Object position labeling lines
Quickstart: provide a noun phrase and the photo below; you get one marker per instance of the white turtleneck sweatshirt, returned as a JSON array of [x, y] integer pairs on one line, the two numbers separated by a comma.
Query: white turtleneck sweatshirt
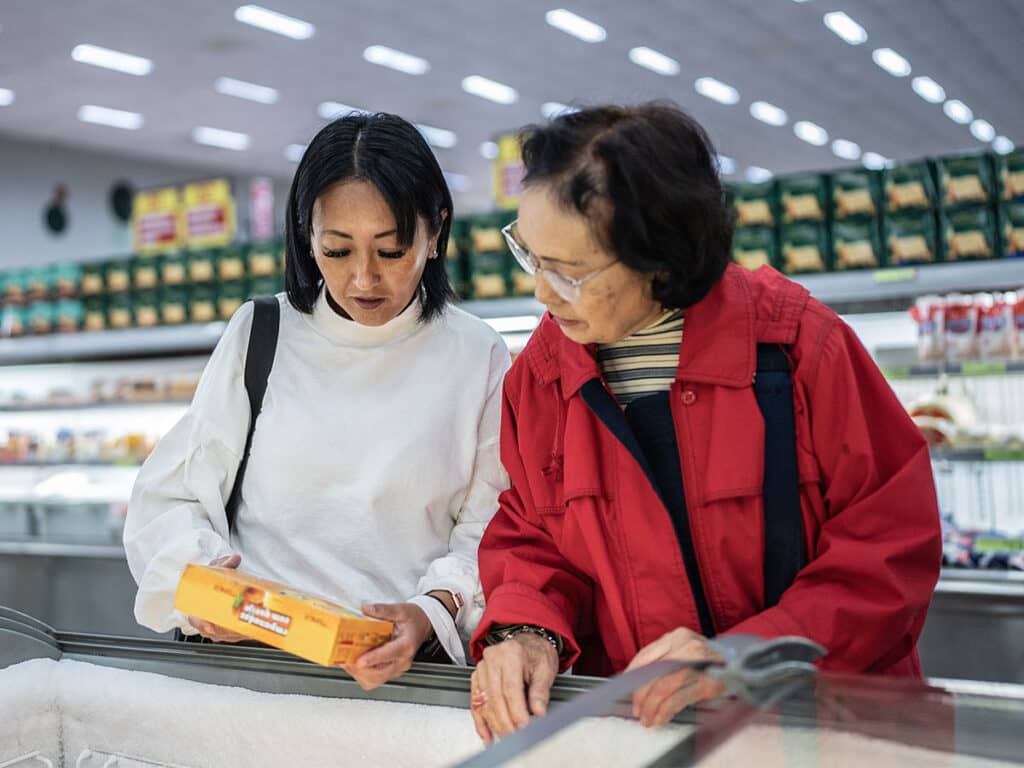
[[374, 467]]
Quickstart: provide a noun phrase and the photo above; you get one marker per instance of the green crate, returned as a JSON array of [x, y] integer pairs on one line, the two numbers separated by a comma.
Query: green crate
[[910, 238], [969, 233], [1010, 175], [857, 245], [909, 187], [1012, 228], [804, 198], [804, 248], [965, 179], [754, 247], [755, 205], [856, 195]]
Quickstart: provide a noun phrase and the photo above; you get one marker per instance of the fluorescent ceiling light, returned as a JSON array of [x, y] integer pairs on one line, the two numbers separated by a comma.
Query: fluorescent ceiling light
[[489, 89], [129, 121], [982, 130], [458, 181], [891, 61], [437, 136], [717, 90], [242, 89], [757, 174], [846, 150], [112, 59], [769, 114], [654, 60], [1003, 145], [271, 20], [957, 112], [396, 59], [929, 90], [875, 162], [551, 110], [576, 26], [219, 137], [811, 133], [845, 27], [332, 110]]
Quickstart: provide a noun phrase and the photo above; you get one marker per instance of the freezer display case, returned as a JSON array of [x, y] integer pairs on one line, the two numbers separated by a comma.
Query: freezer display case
[[88, 700]]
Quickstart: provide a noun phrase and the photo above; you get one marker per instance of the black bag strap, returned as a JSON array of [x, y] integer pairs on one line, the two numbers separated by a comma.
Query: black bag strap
[[783, 555], [259, 360]]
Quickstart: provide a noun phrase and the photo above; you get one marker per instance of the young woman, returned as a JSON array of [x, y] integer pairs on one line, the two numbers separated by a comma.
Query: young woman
[[374, 466]]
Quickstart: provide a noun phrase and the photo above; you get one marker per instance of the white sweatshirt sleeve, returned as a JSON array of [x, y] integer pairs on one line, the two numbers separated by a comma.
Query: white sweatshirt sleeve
[[458, 570], [176, 514]]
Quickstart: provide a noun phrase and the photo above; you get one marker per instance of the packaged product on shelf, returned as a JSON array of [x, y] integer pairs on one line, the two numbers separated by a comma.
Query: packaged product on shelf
[[910, 238], [965, 179], [804, 198], [1012, 228], [805, 248], [230, 263], [229, 297], [173, 269], [202, 266], [755, 247], [146, 305], [119, 310], [909, 186], [145, 272], [855, 194], [962, 328], [969, 233], [69, 314], [92, 280], [203, 304], [260, 258], [857, 245], [94, 314], [756, 205], [68, 279], [322, 632], [118, 274], [1010, 169], [174, 305], [40, 320], [995, 326]]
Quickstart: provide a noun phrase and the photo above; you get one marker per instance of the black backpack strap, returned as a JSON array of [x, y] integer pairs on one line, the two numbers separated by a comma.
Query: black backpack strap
[[783, 519], [259, 360]]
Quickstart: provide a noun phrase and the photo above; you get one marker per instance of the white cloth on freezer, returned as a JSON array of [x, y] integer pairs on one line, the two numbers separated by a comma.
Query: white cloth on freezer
[[373, 473]]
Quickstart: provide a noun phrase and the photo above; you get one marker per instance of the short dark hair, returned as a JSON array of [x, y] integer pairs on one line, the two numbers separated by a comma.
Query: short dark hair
[[656, 170], [390, 154]]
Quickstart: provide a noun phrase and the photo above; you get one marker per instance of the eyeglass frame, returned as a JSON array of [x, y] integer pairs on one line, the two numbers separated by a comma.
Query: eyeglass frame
[[531, 265]]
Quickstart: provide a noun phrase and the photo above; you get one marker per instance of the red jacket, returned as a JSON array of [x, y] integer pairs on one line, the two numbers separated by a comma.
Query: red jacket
[[584, 546]]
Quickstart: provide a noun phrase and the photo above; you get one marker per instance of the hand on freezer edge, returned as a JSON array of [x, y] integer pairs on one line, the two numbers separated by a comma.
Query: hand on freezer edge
[[521, 668], [412, 630], [656, 702], [212, 631]]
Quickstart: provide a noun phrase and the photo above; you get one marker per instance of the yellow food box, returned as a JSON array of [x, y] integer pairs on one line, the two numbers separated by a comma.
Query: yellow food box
[[278, 615]]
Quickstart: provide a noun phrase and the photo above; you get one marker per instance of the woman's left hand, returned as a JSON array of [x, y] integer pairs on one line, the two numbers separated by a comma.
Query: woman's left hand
[[658, 701], [412, 629]]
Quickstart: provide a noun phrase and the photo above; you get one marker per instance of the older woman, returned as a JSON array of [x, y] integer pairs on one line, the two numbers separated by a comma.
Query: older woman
[[646, 514]]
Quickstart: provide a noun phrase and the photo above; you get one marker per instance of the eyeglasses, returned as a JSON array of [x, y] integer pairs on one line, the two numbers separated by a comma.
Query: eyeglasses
[[567, 288]]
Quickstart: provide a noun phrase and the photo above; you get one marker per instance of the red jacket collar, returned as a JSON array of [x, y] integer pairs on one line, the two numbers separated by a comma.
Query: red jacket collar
[[720, 341]]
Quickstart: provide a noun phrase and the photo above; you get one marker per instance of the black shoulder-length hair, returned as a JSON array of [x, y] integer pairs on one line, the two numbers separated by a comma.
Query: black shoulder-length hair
[[647, 179], [390, 154]]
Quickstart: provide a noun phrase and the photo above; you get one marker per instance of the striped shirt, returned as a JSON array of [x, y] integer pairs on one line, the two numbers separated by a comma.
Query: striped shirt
[[644, 363]]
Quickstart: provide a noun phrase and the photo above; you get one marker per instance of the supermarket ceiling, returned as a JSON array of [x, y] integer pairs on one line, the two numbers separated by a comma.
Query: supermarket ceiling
[[776, 51]]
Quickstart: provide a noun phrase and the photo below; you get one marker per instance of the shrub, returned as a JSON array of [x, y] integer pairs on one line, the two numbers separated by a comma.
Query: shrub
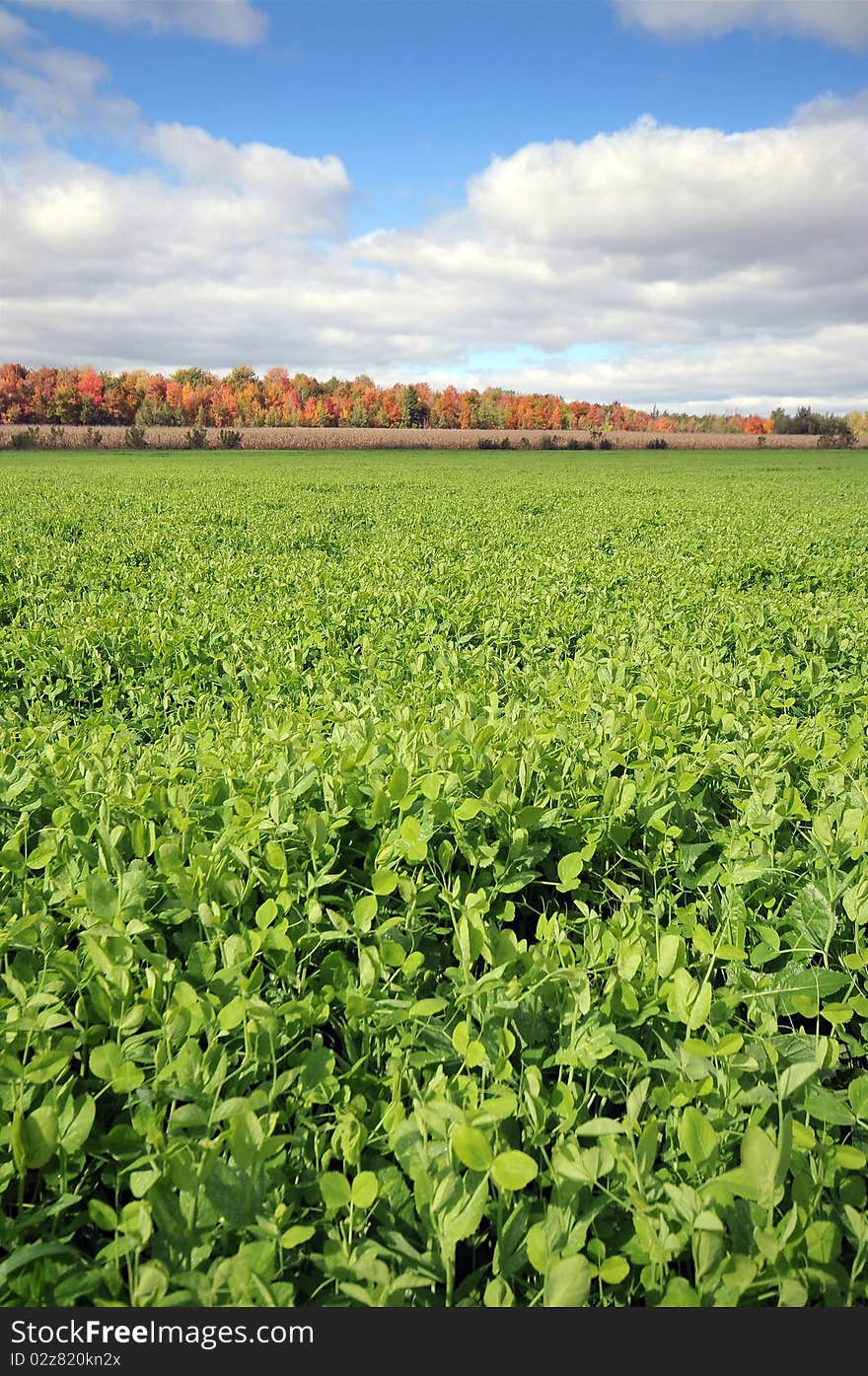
[[25, 439], [195, 438], [135, 438]]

● **YOUR OBJECTIVE**
Quote the lines above, starting at the line that contains "the white cloth" and ending at the line that contains "[[658, 701], [412, 629]]", with both of those lines included.

● **TASK RESPONSE**
Quickstart: provide a noun phrase and the photo above; you get one marker per instance of the white cloth on freezer, returned as a JSON array of [x, y] integer pairs on one line, the two numbers separated by a comma.
Query: white cloth on freezer
[[373, 473]]
Quickstart: provide a noun phrase and the photo above; you get one marker per instance of the short dark hair, returned as a JSON array of [x, y] integer pairs on one line, the two numbers separated by a comma.
Query: short dark hair
[[656, 170], [390, 154]]
Quickstart: provide a noun phrase and the photo above; you get one marker per instance of the eyeglass frame, returned as a JSON array of [x, y] integer pairs on one line, the two numbers separated by a comma.
Query: eyeglass frame
[[531, 265]]
Quickstart: provide a noun phrase and the photo above; you get one marker per instance of the red jacket, returned as a JSON array of [x, y] integer pairs on one line, the two numbers separated by a comma.
Query: red jacket
[[584, 546]]
Quickstart: provide a noun phrase and the photo above; you get one marker per instance of the hand on freezer edge, returned as a JSON array of [x, y] integer pairs on one line, the two numbers separated by a comma.
Query: hand on freezer edge
[[521, 668], [412, 630], [656, 702], [212, 631]]
Quickstart: provide a noun phrase and the photo above; you get one marker per instance of the yellow food box, returned as a JSON array of [x, y] integer pairs on one line, the two numbers separated by a comma.
Query: yellow food box
[[278, 615]]
Quickstart: provide a noun phrase and the photo above; you get one marker per instance of the woman's left hand, returned as a JSON array of [x, y] integer pairs on one line, the two numbers separated by a comma.
Query: woman's left hand
[[658, 701], [412, 629]]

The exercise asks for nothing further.